WHAT IS BEING ASKED:
Write out each of the records below word for word.

RECORDS SUPPLIED:
▶

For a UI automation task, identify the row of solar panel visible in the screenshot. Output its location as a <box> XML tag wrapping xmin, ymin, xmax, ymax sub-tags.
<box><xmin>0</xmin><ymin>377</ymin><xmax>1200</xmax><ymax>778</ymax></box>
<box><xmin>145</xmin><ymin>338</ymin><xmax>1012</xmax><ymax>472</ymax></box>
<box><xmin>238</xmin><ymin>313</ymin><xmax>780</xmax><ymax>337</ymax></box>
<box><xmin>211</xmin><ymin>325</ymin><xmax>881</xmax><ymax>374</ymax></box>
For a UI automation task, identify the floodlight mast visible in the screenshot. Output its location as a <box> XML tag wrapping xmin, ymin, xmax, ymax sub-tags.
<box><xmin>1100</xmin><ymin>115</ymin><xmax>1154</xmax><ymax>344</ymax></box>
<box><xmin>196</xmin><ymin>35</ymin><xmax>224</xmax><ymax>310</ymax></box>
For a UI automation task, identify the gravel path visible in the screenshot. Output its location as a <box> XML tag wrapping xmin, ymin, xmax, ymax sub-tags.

◀

OUTPUT OF THE EXERCISE:
For a UI automation task, identify the row of solar panel visible in the screenshot. Output its location as a <box> XML tag wrapping xmin, ymin, xmax, ymax sub-tags.
<box><xmin>0</xmin><ymin>377</ymin><xmax>1200</xmax><ymax>778</ymax></box>
<box><xmin>145</xmin><ymin>338</ymin><xmax>1012</xmax><ymax>472</ymax></box>
<box><xmin>238</xmin><ymin>313</ymin><xmax>780</xmax><ymax>337</ymax></box>
<box><xmin>211</xmin><ymin>325</ymin><xmax>881</xmax><ymax>374</ymax></box>
For a UI automation task, identify the floodlight mast visible in the screenshot. Output its location as a <box> XML tag wrapping xmin, ymin, xmax, ymax sub-tags.
<box><xmin>1100</xmin><ymin>115</ymin><xmax>1154</xmax><ymax>344</ymax></box>
<box><xmin>196</xmin><ymin>35</ymin><xmax>224</xmax><ymax>310</ymax></box>
For a UI automation task, identify the gravel path visible in the screenshot. Output its location as a <box> XML tag wrapping xmin, ymin, xmax, ymax sub-tags.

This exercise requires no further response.